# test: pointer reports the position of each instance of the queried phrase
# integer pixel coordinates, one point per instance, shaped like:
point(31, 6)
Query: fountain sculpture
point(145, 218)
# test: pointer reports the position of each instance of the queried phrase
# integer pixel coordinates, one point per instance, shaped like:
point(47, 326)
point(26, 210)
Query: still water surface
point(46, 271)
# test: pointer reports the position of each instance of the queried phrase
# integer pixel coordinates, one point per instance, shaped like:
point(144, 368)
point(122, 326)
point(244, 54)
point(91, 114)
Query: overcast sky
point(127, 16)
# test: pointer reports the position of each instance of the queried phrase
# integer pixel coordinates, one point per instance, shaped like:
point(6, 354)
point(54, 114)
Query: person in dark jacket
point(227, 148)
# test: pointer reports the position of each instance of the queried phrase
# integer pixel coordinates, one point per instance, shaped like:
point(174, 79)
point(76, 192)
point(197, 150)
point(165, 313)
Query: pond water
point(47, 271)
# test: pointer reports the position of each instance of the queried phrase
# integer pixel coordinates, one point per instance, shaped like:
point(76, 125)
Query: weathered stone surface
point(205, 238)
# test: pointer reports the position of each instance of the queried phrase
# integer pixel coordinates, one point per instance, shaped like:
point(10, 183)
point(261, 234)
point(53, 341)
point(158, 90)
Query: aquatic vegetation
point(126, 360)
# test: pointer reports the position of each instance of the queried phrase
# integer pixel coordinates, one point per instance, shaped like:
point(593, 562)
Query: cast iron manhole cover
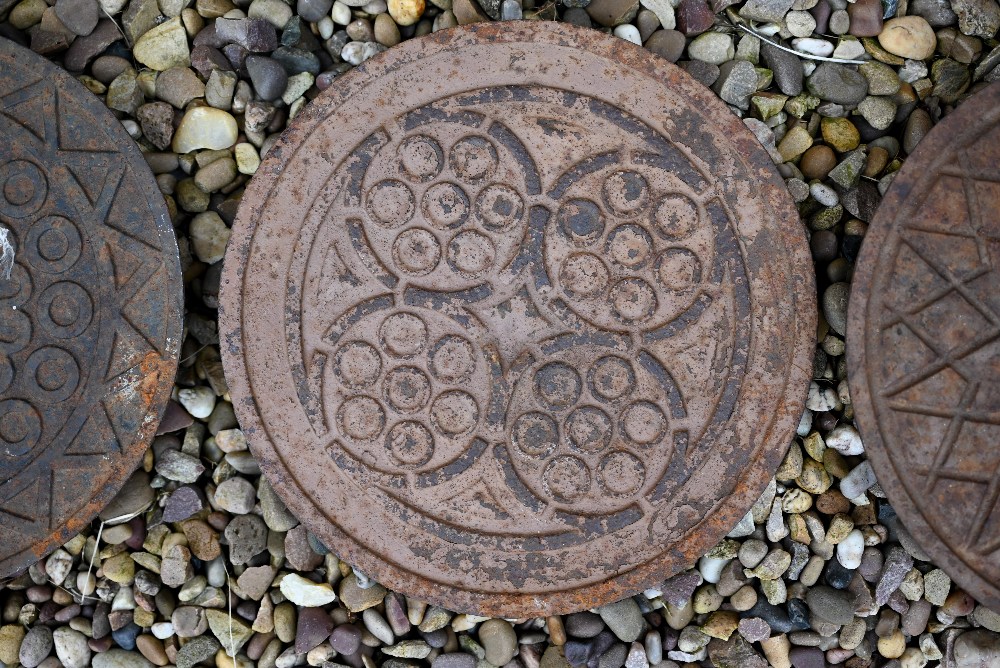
point(924, 344)
point(90, 307)
point(518, 318)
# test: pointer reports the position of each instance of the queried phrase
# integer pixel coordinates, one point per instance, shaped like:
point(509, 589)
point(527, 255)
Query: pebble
point(119, 658)
point(588, 624)
point(835, 301)
point(765, 10)
point(845, 439)
point(813, 46)
point(977, 17)
point(908, 37)
point(736, 83)
point(694, 17)
point(306, 593)
point(406, 12)
point(205, 128)
point(499, 641)
point(851, 549)
point(623, 618)
point(35, 646)
point(78, 16)
point(629, 33)
point(837, 83)
point(712, 47)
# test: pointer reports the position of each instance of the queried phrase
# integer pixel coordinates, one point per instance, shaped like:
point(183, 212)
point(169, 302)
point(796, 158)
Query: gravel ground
point(198, 562)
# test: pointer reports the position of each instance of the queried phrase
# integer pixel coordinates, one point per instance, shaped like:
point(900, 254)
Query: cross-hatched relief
point(525, 337)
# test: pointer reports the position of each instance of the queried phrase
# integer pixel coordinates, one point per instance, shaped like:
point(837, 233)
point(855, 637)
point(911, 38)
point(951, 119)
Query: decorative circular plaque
point(923, 344)
point(90, 307)
point(518, 318)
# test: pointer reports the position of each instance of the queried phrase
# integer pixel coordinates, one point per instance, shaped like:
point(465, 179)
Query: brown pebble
point(832, 502)
point(817, 162)
point(152, 648)
point(667, 44)
point(467, 11)
point(917, 125)
point(557, 634)
point(694, 17)
point(386, 30)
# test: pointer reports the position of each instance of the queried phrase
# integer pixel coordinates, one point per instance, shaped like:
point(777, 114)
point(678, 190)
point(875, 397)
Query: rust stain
point(922, 344)
point(530, 346)
point(93, 303)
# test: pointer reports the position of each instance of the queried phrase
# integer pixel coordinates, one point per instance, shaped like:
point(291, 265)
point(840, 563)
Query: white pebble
point(356, 53)
point(711, 568)
point(912, 70)
point(132, 128)
point(849, 48)
point(824, 194)
point(821, 399)
point(58, 566)
point(377, 626)
point(799, 23)
point(811, 45)
point(306, 593)
point(325, 27)
point(858, 481)
point(846, 440)
point(850, 549)
point(664, 10)
point(123, 600)
point(629, 32)
point(340, 14)
point(162, 630)
point(744, 528)
point(198, 401)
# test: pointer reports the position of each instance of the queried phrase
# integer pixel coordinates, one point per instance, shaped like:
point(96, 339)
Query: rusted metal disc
point(518, 318)
point(923, 344)
point(90, 311)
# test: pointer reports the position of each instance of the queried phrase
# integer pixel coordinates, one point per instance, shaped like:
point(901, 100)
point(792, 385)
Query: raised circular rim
point(772, 190)
point(959, 128)
point(158, 393)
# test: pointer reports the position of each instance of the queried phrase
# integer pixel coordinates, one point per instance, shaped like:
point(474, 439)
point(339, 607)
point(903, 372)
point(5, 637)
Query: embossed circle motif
point(90, 307)
point(924, 345)
point(534, 354)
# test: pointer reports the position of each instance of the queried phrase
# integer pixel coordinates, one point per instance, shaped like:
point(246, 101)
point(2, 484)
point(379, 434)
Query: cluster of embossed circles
point(407, 393)
point(618, 261)
point(51, 246)
point(464, 214)
point(579, 427)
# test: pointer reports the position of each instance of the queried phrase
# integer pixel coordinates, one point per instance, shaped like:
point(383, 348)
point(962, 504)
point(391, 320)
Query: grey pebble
point(623, 618)
point(313, 10)
point(35, 646)
point(247, 537)
point(584, 624)
point(268, 77)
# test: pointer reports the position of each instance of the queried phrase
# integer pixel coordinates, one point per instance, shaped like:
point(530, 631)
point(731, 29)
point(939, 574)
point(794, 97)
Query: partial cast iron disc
point(518, 318)
point(923, 344)
point(90, 307)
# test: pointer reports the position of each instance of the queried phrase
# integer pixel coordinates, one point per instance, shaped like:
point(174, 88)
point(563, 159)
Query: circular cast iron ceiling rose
point(923, 345)
point(517, 318)
point(90, 307)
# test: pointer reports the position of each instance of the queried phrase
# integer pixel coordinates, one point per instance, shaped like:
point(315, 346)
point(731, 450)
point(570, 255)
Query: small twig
point(800, 54)
point(231, 651)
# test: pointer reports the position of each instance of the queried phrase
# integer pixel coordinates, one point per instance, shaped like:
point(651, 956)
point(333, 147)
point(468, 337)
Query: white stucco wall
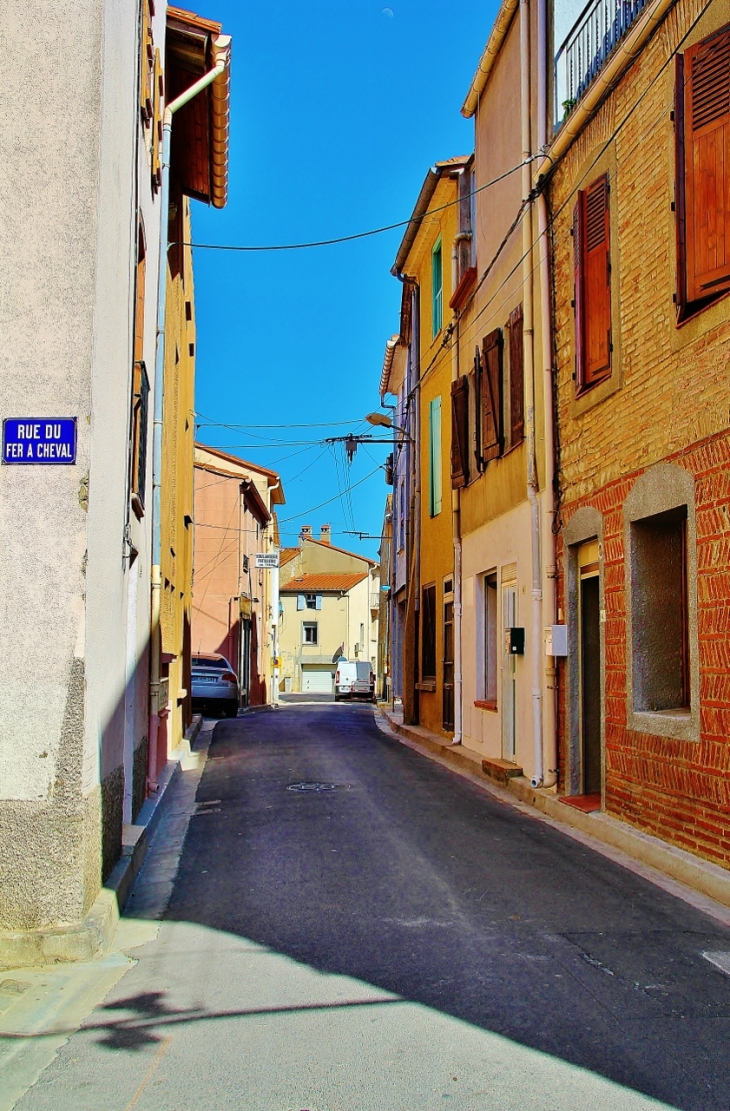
point(68, 239)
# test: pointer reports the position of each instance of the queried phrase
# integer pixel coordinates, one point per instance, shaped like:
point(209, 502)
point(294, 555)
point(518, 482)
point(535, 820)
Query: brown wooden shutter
point(475, 380)
point(597, 281)
point(459, 432)
point(139, 298)
point(680, 202)
point(517, 376)
point(591, 243)
point(707, 152)
point(579, 297)
point(491, 438)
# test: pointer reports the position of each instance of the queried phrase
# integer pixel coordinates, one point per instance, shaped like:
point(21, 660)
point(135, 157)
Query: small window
point(437, 288)
point(515, 387)
point(491, 639)
point(460, 432)
point(592, 284)
point(489, 369)
point(140, 408)
point(435, 457)
point(660, 619)
point(428, 633)
point(309, 632)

#### [EXERCISE TASK]
Present every line of the rows above as a Markdown table with the columns No. and Line. Skip blank lines and leave the pictures out.

#### [WRITTEN ANSWER]
| No. | Line |
|---|---|
| 1 | # test: pointer reports the position of each instance of the queried phrase |
| 2 | # integer pixel coordinates, one point per instance, shaped like: |
| 3 | point(31, 6) |
| 4 | Query: fountain sculpture |
| 5 | point(145, 218) |
| 6 | # test: pointer reports the position of each instance of the queried phrase |
| 7 | # integer pixel coordinates, one point per instance, shaped like: |
| 8 | point(47, 326) |
| 9 | point(26, 210) |
| 10 | Query: still water surface |
| 11 | point(46, 271) |
| 12 | # test: pointer reports the position of each instance of the queried phrase |
| 13 | # integer pixel coordinates, one point per instance, shaped like: |
| 14 | point(144, 368) |
| 15 | point(122, 326) |
| 16 | point(244, 54) |
| 17 | point(91, 114) |
| 18 | Query: overcast sky |
| 19 | point(127, 16) |
| 20 | # test: pointer reports the position of each instance of the queried phrase |
| 21 | # integer pixel coordinates, one point per instance, shaped like: |
| 22 | point(6, 354) |
| 23 | point(54, 114) |
| 24 | Query: person in dark jacket |
| 25 | point(227, 148) |
| 26 | # test: pointer reports the position of each instance of the queried phrase |
| 27 | # integer pixel coordinates, one point per instance, shaped like: |
| 28 | point(174, 79) |
| 29 | point(76, 192) |
| 30 | point(197, 150) |
| 31 | point(165, 313) |
| 32 | Query: pond water |
| 33 | point(47, 271) |
| 34 | # test: pointer reports the position of each instance of the queried phrase |
| 35 | # integer pixel coordinates, one point per instance, shaped like: |
| 36 | point(76, 125) |
| 37 | Query: weathered stone surface |
| 38 | point(205, 238) |
| 39 | # test: pointer reports the position of each instance of the queried phrase |
| 40 | # integer pixel coordinates, one point per instance, shaped like: |
| 41 | point(10, 183) |
| 42 | point(261, 234) |
| 43 | point(53, 341) |
| 44 | point(158, 90) |
| 45 | Query: aquatic vegetation |
| 46 | point(126, 360) |
| 47 | # test: pointer reports the position of each instance of the queried phrase |
| 48 | # integer pixel coordinates, one point per instance, shaped like: |
| 49 | point(593, 562) |
| 50 | Query: cast iron manhole cover |
| 51 | point(924, 344) |
| 52 | point(90, 307) |
| 53 | point(518, 318) |
| 54 | # test: pointer reports the position of each instance of the queried phrase |
| 55 | # integer pixel coordinates, one point per instance, shaped like: |
| 56 | point(509, 589) |
| 57 | point(527, 255) |
| 58 | Query: pebble |
| 59 | point(119, 658) |
| 60 | point(588, 624) |
| 61 | point(835, 301) |
| 62 | point(765, 10) |
| 63 | point(845, 439) |
| 64 | point(813, 46) |
| 65 | point(977, 17) |
| 66 | point(908, 37) |
| 67 | point(736, 83) |
| 68 | point(694, 17) |
| 69 | point(306, 593) |
| 70 | point(406, 12) |
| 71 | point(205, 128) |
| 72 | point(499, 641) |
| 73 | point(851, 549) |
| 74 | point(623, 618) |
| 75 | point(35, 646) |
| 76 | point(78, 16) |
| 77 | point(629, 33) |
| 78 | point(837, 83) |
| 79 | point(712, 47) |
| 80 | # test: pointer reports the position of each instance of the queried phrase |
| 81 | # integer pixel coordinates, one point per instance, shaped like: |
| 82 | point(183, 212) |
| 83 | point(169, 302) |
| 84 | point(796, 158) |
| 85 | Query: gravel ground |
| 86 | point(198, 562) |
| 87 | # test: pointer reports the position of each instance of the queried phrase |
| 88 | # integer pixel coordinates, one point per instance, shaped like: |
| 89 | point(900, 254) |
| 90 | Query: cross-hatched relief |
| 91 | point(525, 337) |
| 92 | # test: pointer reports the position of each instance of the queried phrase |
| 93 | # integer pixel coordinates, one point per instance, shaped like: |
| 94 | point(837, 233) |
| 95 | point(855, 637) |
| 96 | point(911, 38) |
| 97 | point(951, 119) |
| 98 | Query: decorative circular plaque |
| 99 | point(923, 344) |
| 100 | point(90, 307) |
| 101 | point(518, 318) |
| 102 | # test: pointer reports the position of each instance of the queried phrase |
| 103 | # integer pixel coordinates, one point per instance, shaped like: |
| 104 | point(465, 179) |
| 105 | Query: brown pebble |
| 106 | point(832, 502) |
| 107 | point(817, 162) |
| 108 | point(152, 648) |
| 109 | point(667, 44) |
| 110 | point(467, 11) |
| 111 | point(917, 125) |
| 112 | point(557, 634) |
| 113 | point(694, 17) |
| 114 | point(386, 30) |
| 115 | # test: pointer reports the position of each instance of the queried phrase |
| 116 | # integer pixel coordinates, one point per instance, shaped like: |
| 117 | point(777, 114) |
| 118 | point(678, 190) |
| 119 | point(875, 397) |
| 120 | Query: rust stain |
| 121 | point(922, 344) |
| 122 | point(530, 346) |
| 123 | point(93, 303) |
| 124 | # test: pointer reports the position of each instance of the queried phrase |
| 125 | # integer pixel coordinates, one point per instance, shaped like: |
| 126 | point(291, 265) |
| 127 | point(840, 563) |
| 128 | Query: white pebble |
| 129 | point(356, 53) |
| 130 | point(711, 568) |
| 131 | point(912, 70) |
| 132 | point(132, 128) |
| 133 | point(849, 48) |
| 134 | point(824, 194) |
| 135 | point(821, 399) |
| 136 | point(58, 566) |
| 137 | point(377, 626) |
| 138 | point(799, 23) |
| 139 | point(811, 45) |
| 140 | point(306, 593) |
| 141 | point(325, 27) |
| 142 | point(858, 481) |
| 143 | point(846, 440) |
| 144 | point(850, 549) |
| 145 | point(664, 10) |
| 146 | point(123, 600) |
| 147 | point(629, 32) |
| 148 | point(340, 14) |
| 149 | point(162, 630) |
| 150 | point(744, 528) |
| 151 | point(198, 401) |
| 152 | # test: pointer reports the position of each instance of the queried phrase |
| 153 | # integer pixel coordinates, one point per instance, shaped like: |
| 154 | point(96, 339) |
| 155 | Query: rusted metal disc |
| 156 | point(518, 318) |
| 157 | point(923, 344) |
| 158 | point(90, 311) |
| 159 | # test: pointer reports the position of each instance of the queried phrase |
| 160 | # integer pixel coordinates, one point per instance, shaped like: |
| 161 | point(901, 100) |
| 162 | point(792, 385) |
| 163 | Query: raised circular rim |
| 164 | point(772, 190) |
| 165 | point(959, 128) |
| 166 | point(158, 393) |
| 167 | # test: pointer reports the position of each instance of the queried phrase |
| 168 | # integer pixel coordinates, one point per instance, shaped like: |
| 169 | point(474, 439) |
| 170 | point(339, 607) |
| 171 | point(903, 372) |
| 172 | point(5, 637) |
| 173 | Query: embossed circle motif |
| 174 | point(90, 307) |
| 175 | point(924, 345) |
| 176 | point(534, 354) |
| 177 | # test: pointer reports the position of each instance of the queried phrase |
| 178 | # integer pixel coordinates, one point per instance, shaped like: |
| 179 | point(246, 101) |
| 180 | point(2, 484) |
| 181 | point(379, 434) |
| 182 | Query: cluster of embossed circles |
| 183 | point(407, 393) |
| 184 | point(618, 261) |
| 185 | point(51, 246) |
| 186 | point(464, 214) |
| 187 | point(579, 427) |
| 188 | # test: pointer reports the position of each instance of the queried phrase |
| 189 | # integer pixel coordinates, one point per instance, shaped like: |
| 190 | point(383, 348) |
| 191 | point(962, 504) |
| 192 | point(391, 320) |
| 193 | Query: grey pebble |
| 194 | point(623, 618) |
| 195 | point(313, 10) |
| 196 | point(35, 646) |
| 197 | point(247, 537) |
| 198 | point(584, 624) |
| 199 | point(268, 77) |
| 200 | # test: pointer reports the position of each instance of the queried phrase |
| 201 | # integer pixel coordinates, one point per instance, shaped like: |
| 202 | point(530, 631) |
| 203 | point(731, 29) |
| 204 | point(939, 574) |
| 205 | point(794, 97) |
| 206 | Query: partial cast iron disc |
| 207 | point(518, 318) |
| 208 | point(923, 344) |
| 209 | point(90, 307) |
| 210 | # test: pointer reports the position of each instance of the queried phrase |
| 211 | # integer pixel coordinates, one point per instance, shaped like: |
| 212 | point(174, 88) |
| 213 | point(563, 159) |
| 214 | Query: circular cast iron ceiling rose |
| 215 | point(923, 345) |
| 216 | point(517, 318) |
| 217 | point(90, 307) |
| 218 | # test: pointer reports the position of each instance of the queried phrase |
| 219 | # integer pixel coordinates, one point per instance, shaped like: |
| 220 | point(315, 346) |
| 221 | point(731, 450) |
| 222 | point(570, 255) |
| 223 | Query: small twig |
| 224 | point(800, 54) |
| 225 | point(231, 651) |
| 226 | # test: pointer reports the position of each instance of the queried phrase |
| 227 | # integer pixel coordinates, one point per instance, shaped like: |
| 228 | point(651, 956) |
| 229 | point(333, 147) |
| 230 | point(468, 337) |
| 231 | Query: white stucco wall |
| 232 | point(68, 239) |
| 233 | # test: pointer reports the position of each instance of the queried phrase |
| 234 | # integer pixel coordinates, one point per instance, shaped like: |
| 235 | point(209, 502) |
| 236 | point(294, 555) |
| 237 | point(518, 482) |
| 238 | point(535, 820) |
| 239 | Query: brown wooden shutter |
| 240 | point(475, 380) |
| 241 | point(597, 281) |
| 242 | point(459, 432) |
| 243 | point(139, 298) |
| 244 | point(680, 202) |
| 245 | point(517, 376) |
| 246 | point(591, 243) |
| 247 | point(707, 152) |
| 248 | point(579, 297) |
| 249 | point(491, 438) |
| 250 | # test: pointer reports the position of each instance of the queried phrase |
| 251 | # integer pixel coordinates, one point per instance, shaped like: |
| 252 | point(21, 660) |
| 253 | point(135, 157) |
| 254 | Query: small window |
| 255 | point(437, 288) |
| 256 | point(515, 387) |
| 257 | point(491, 639) |
| 258 | point(460, 432) |
| 259 | point(592, 284) |
| 260 | point(489, 369) |
| 261 | point(140, 408) |
| 262 | point(435, 457) |
| 263 | point(660, 619) |
| 264 | point(428, 633) |
| 265 | point(309, 632) |